» **What you have to do**:
The word "caterpillar" may appear in some of the lines below. State how many lines contain it, and write only that number.
Top of Entries provided
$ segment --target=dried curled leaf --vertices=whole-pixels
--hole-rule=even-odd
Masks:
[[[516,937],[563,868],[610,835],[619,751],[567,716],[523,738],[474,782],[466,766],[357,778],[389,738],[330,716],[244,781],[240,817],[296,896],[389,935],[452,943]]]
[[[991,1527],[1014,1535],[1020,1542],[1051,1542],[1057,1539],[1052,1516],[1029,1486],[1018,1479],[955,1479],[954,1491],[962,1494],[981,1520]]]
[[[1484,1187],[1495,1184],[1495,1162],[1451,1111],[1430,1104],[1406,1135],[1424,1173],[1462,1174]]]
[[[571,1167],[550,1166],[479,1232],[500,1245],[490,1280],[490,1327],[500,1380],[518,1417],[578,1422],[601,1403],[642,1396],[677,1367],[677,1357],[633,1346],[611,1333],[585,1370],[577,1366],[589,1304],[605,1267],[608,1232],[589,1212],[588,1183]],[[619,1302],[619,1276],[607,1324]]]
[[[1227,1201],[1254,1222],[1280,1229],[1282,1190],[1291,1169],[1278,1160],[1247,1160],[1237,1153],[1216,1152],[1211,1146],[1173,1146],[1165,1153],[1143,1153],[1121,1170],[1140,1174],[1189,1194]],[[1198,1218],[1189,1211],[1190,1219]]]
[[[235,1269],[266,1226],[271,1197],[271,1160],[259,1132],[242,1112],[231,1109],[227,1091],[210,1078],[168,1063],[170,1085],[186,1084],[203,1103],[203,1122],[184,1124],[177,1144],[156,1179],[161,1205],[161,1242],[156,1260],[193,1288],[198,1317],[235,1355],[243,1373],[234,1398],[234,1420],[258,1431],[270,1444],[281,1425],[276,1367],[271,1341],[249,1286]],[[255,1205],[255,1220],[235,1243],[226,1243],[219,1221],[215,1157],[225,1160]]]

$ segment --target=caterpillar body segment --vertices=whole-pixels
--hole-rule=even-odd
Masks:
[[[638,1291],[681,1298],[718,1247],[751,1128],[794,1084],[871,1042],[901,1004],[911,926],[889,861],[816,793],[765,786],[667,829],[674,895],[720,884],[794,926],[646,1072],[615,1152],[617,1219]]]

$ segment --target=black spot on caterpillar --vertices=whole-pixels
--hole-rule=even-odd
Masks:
Bottom of Entries provided
» **Answer space**:
2